#### Task objective
In the data below, find the line containing "Could you please point out the tan"; reproduce that line and all subsequent lines exactly, and nothing else.

┌──

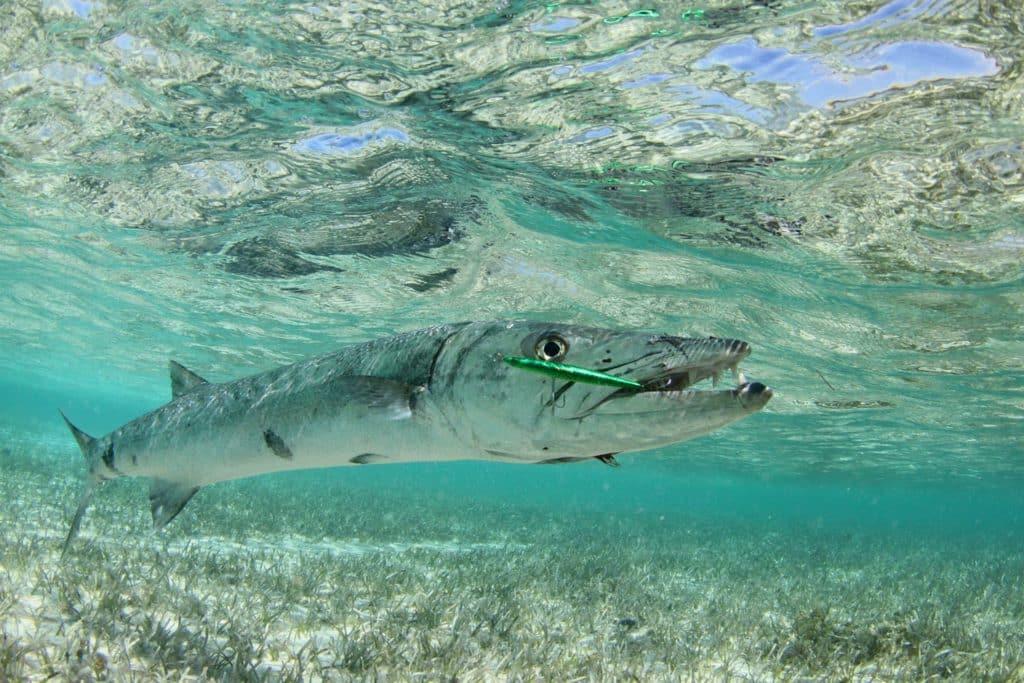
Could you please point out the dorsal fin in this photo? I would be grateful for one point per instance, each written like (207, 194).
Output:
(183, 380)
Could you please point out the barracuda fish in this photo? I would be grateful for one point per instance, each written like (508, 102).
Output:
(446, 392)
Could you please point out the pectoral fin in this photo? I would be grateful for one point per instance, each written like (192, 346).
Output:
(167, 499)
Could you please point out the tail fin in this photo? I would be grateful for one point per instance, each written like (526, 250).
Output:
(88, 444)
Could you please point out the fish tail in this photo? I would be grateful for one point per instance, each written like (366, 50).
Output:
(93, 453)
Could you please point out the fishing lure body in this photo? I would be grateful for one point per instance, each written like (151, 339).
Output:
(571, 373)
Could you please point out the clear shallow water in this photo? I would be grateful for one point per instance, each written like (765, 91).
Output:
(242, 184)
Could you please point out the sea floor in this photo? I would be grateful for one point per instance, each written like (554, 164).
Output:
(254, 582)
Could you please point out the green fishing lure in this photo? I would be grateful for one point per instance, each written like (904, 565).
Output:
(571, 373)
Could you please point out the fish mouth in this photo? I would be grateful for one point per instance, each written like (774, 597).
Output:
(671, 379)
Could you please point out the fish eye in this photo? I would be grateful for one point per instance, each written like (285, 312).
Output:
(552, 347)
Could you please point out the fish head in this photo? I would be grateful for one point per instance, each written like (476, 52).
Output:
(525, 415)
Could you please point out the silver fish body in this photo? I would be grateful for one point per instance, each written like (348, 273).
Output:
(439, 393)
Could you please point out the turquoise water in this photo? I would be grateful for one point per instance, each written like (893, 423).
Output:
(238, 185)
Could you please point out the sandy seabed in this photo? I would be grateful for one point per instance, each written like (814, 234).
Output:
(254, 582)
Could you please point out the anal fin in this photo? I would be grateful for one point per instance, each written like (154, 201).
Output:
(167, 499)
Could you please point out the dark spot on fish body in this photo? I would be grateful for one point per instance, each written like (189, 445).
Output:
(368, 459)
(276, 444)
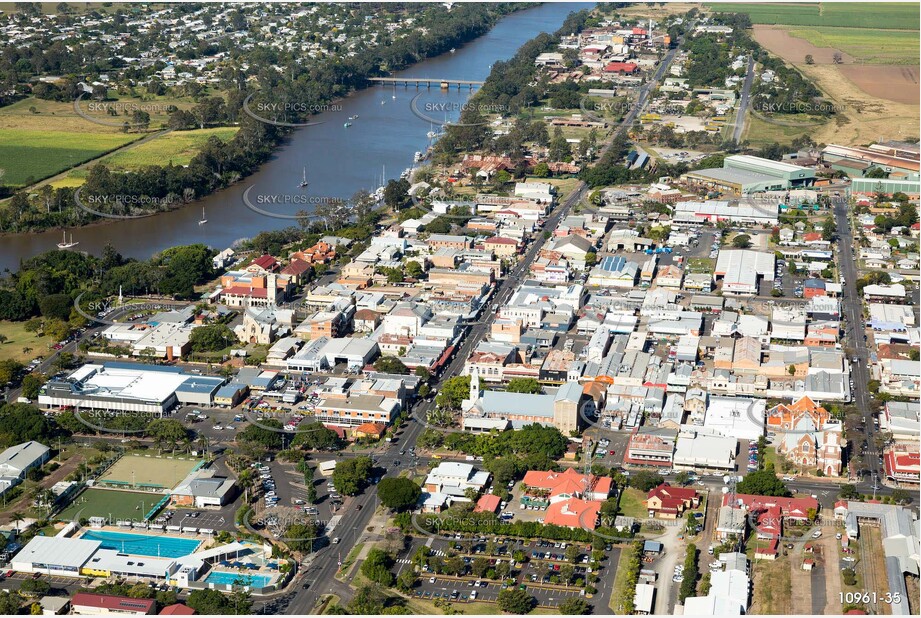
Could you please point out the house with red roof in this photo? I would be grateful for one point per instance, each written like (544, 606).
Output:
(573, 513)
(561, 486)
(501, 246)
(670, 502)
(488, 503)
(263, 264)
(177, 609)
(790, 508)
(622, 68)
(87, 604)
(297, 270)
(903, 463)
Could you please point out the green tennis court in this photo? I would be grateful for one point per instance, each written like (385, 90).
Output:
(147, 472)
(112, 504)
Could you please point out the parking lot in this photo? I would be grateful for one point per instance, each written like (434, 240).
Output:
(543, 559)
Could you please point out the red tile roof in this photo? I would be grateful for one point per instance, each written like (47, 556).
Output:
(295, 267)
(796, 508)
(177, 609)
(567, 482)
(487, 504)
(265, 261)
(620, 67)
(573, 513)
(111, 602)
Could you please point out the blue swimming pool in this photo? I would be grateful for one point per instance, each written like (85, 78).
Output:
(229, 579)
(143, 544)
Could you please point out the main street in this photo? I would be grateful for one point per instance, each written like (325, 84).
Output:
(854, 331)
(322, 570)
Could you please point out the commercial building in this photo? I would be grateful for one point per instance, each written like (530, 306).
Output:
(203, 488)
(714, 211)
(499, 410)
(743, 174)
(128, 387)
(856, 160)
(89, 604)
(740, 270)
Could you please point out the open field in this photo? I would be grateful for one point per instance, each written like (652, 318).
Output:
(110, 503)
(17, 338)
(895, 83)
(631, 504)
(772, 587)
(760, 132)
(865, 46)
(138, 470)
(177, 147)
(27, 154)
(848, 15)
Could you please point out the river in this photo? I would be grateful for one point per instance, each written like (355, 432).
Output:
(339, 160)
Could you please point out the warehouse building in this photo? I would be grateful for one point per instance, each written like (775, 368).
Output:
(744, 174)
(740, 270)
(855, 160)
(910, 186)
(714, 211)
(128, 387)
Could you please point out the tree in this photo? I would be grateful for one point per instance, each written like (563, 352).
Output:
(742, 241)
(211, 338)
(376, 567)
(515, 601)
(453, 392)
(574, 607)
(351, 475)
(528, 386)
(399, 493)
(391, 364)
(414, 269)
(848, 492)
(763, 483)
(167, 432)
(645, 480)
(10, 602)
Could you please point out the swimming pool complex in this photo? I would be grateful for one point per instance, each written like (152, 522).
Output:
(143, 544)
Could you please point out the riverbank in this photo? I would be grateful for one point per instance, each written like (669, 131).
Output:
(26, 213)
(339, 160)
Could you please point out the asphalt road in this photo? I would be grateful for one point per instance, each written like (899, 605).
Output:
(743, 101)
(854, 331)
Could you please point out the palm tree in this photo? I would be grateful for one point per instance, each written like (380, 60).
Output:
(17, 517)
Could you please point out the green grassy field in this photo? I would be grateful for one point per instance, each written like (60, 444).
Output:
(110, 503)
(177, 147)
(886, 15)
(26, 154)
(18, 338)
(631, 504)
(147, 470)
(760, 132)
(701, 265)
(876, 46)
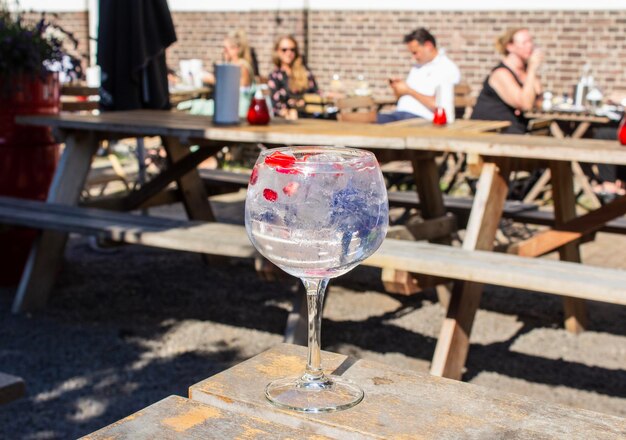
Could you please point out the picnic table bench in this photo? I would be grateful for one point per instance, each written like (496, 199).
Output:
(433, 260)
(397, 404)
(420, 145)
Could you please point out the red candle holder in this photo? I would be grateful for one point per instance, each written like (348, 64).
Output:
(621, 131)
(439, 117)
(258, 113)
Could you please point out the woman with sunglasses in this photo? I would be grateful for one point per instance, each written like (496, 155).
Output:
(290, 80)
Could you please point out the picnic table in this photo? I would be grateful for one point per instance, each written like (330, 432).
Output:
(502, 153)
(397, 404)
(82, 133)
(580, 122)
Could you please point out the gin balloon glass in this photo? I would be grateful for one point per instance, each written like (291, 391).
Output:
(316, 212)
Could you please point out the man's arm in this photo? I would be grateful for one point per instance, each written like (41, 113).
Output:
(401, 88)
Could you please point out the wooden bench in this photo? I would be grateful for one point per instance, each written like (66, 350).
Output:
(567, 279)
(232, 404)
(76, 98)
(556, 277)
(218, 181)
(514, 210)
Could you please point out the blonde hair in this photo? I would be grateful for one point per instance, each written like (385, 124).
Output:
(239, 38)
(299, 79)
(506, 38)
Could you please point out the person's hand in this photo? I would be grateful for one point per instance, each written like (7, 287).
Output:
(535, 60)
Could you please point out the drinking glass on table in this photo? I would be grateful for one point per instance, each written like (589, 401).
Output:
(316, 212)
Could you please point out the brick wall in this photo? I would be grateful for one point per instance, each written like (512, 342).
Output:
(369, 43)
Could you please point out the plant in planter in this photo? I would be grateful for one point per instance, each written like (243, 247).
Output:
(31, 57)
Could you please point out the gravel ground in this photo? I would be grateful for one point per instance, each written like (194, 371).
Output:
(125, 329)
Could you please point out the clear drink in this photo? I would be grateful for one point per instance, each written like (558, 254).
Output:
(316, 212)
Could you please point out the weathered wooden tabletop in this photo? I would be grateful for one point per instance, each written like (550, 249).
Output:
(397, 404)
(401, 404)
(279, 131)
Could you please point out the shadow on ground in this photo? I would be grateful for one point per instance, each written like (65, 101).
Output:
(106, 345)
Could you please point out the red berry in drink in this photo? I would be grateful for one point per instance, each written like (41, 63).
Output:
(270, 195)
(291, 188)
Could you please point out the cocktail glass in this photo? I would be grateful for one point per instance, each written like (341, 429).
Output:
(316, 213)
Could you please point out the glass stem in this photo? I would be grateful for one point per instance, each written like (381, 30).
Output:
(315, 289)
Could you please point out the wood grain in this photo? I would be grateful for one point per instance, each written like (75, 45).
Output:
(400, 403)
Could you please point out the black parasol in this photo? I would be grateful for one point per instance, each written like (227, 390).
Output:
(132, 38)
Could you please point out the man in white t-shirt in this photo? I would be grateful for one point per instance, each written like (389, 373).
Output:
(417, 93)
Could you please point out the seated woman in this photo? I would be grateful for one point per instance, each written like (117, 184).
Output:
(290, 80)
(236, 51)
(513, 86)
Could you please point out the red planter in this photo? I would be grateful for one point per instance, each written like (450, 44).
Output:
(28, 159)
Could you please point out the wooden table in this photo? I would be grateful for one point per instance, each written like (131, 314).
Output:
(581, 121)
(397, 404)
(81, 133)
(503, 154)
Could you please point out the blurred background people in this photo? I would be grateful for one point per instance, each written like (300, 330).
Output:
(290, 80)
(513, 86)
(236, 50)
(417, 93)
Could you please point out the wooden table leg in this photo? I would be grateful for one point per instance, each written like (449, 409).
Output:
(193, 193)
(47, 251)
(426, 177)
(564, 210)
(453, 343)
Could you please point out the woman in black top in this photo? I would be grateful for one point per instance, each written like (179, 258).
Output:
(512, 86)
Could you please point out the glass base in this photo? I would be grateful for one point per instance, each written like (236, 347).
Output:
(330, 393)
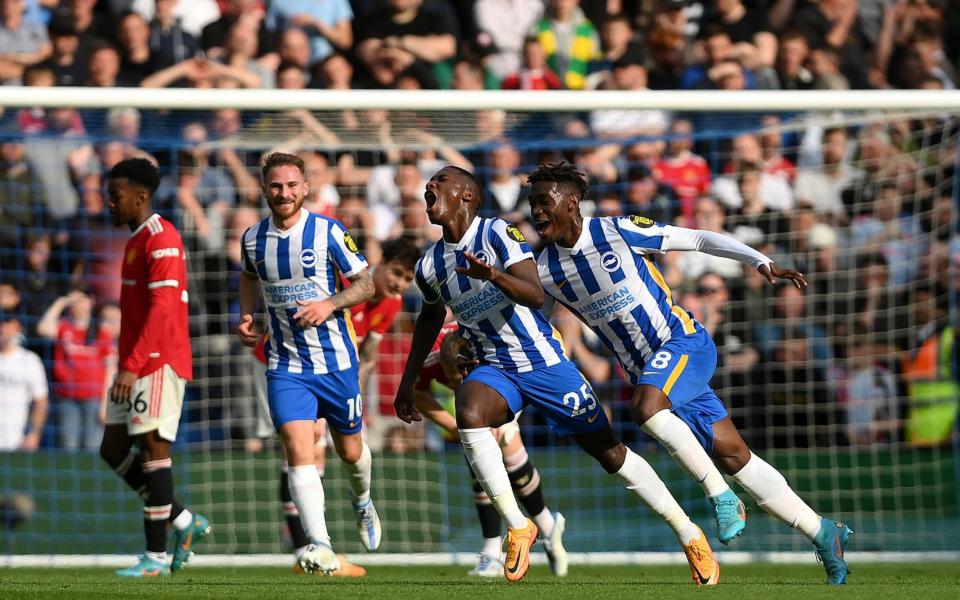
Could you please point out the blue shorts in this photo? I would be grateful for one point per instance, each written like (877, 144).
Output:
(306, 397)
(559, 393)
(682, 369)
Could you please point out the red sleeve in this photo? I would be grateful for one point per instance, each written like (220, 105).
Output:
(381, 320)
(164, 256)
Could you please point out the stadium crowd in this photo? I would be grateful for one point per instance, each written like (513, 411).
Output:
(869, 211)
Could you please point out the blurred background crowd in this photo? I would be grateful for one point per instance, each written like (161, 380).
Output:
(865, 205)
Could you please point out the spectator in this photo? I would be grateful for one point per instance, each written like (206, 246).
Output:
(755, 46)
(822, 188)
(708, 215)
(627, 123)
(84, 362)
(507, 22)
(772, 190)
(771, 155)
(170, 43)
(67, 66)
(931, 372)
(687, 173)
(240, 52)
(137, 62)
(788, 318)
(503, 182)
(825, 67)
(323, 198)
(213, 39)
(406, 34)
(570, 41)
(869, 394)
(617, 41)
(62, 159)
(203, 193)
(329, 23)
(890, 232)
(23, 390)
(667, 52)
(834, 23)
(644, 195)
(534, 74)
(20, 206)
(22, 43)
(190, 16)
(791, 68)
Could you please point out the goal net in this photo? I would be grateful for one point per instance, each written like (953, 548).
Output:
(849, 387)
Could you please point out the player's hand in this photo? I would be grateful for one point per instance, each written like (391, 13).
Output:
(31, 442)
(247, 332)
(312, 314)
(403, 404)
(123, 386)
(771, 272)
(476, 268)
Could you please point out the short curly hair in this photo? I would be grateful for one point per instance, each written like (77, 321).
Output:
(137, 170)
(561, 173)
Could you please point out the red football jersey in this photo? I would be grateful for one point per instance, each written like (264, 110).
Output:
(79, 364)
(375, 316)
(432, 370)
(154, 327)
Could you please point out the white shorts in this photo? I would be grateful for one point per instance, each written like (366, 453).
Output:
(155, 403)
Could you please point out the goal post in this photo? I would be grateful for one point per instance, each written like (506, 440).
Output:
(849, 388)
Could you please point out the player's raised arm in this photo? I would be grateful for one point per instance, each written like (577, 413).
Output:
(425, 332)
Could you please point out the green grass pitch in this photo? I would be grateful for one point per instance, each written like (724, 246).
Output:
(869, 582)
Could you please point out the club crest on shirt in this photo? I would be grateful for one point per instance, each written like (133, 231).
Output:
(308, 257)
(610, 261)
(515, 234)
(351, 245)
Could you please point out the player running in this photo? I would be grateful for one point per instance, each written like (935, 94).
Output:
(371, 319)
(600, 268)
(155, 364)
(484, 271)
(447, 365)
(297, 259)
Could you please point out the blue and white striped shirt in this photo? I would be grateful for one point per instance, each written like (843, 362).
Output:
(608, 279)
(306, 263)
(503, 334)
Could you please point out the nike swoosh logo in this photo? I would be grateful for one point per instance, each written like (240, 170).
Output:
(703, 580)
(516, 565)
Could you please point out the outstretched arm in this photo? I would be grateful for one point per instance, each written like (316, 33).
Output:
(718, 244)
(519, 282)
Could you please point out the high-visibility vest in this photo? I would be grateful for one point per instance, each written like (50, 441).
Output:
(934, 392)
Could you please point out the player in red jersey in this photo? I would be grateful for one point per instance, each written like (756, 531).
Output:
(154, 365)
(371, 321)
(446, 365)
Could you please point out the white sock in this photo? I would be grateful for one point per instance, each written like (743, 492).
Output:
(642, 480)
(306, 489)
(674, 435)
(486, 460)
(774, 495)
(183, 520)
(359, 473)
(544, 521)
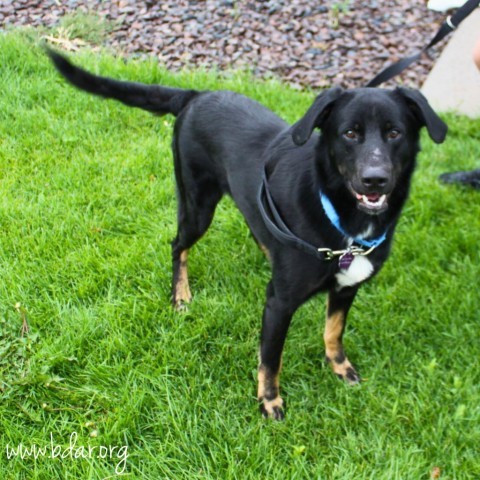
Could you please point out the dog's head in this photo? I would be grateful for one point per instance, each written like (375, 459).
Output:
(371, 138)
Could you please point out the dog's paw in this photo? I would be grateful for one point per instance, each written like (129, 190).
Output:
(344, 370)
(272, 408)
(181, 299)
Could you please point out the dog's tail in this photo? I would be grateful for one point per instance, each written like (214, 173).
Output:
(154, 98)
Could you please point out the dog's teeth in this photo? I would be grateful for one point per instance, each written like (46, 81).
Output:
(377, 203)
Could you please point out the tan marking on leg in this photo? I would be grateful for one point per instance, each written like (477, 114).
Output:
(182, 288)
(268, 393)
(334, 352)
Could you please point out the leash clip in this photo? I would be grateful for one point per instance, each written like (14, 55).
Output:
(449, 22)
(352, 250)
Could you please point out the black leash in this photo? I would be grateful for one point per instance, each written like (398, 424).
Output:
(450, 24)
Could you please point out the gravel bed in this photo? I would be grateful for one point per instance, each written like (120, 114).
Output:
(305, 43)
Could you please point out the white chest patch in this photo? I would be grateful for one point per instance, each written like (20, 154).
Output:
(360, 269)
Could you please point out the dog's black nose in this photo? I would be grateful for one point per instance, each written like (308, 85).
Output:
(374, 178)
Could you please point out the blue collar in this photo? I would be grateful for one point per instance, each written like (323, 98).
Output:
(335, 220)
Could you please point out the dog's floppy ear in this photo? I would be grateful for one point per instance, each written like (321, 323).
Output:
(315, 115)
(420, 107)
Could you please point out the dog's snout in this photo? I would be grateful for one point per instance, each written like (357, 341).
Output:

└──

#### Task result
Could you please point out the tan marking on leg in this photo? I would be grateful for one point per instance, each written like (477, 114).
Output:
(182, 288)
(268, 393)
(334, 352)
Could you please point out the leash clip in this photo? I would be grateful for one point per instance, each written like (14, 55).
Output:
(449, 22)
(352, 250)
Could you please point out the black leash in this photo? I would be grateful for one point per instance, each written like (398, 424).
Output:
(450, 24)
Could you please point out the gravel bed in this photo? I would be grateful for one point per instance, each written like (120, 114).
Output:
(305, 43)
Could you please point out the white chest patch in this photo? I would be grateful for one point per instance, each written like (20, 154).
Output:
(360, 269)
Could you please point out the dog's black nose in this photo? I would be grateful for one point per instance, each written like (308, 85).
Output:
(374, 178)
Could you please point out the blue collar in this photo? I would be grateful for one point per instance, each written like (323, 98).
Output:
(335, 220)
Could you please point out the dog's floppy ear in this photo? I would be grateful for one point per instance, each written like (321, 323).
Output:
(315, 115)
(420, 107)
Could you please point out the dog's snout in this photo? I would be grateful for one point per instance, each written like (357, 341).
Output:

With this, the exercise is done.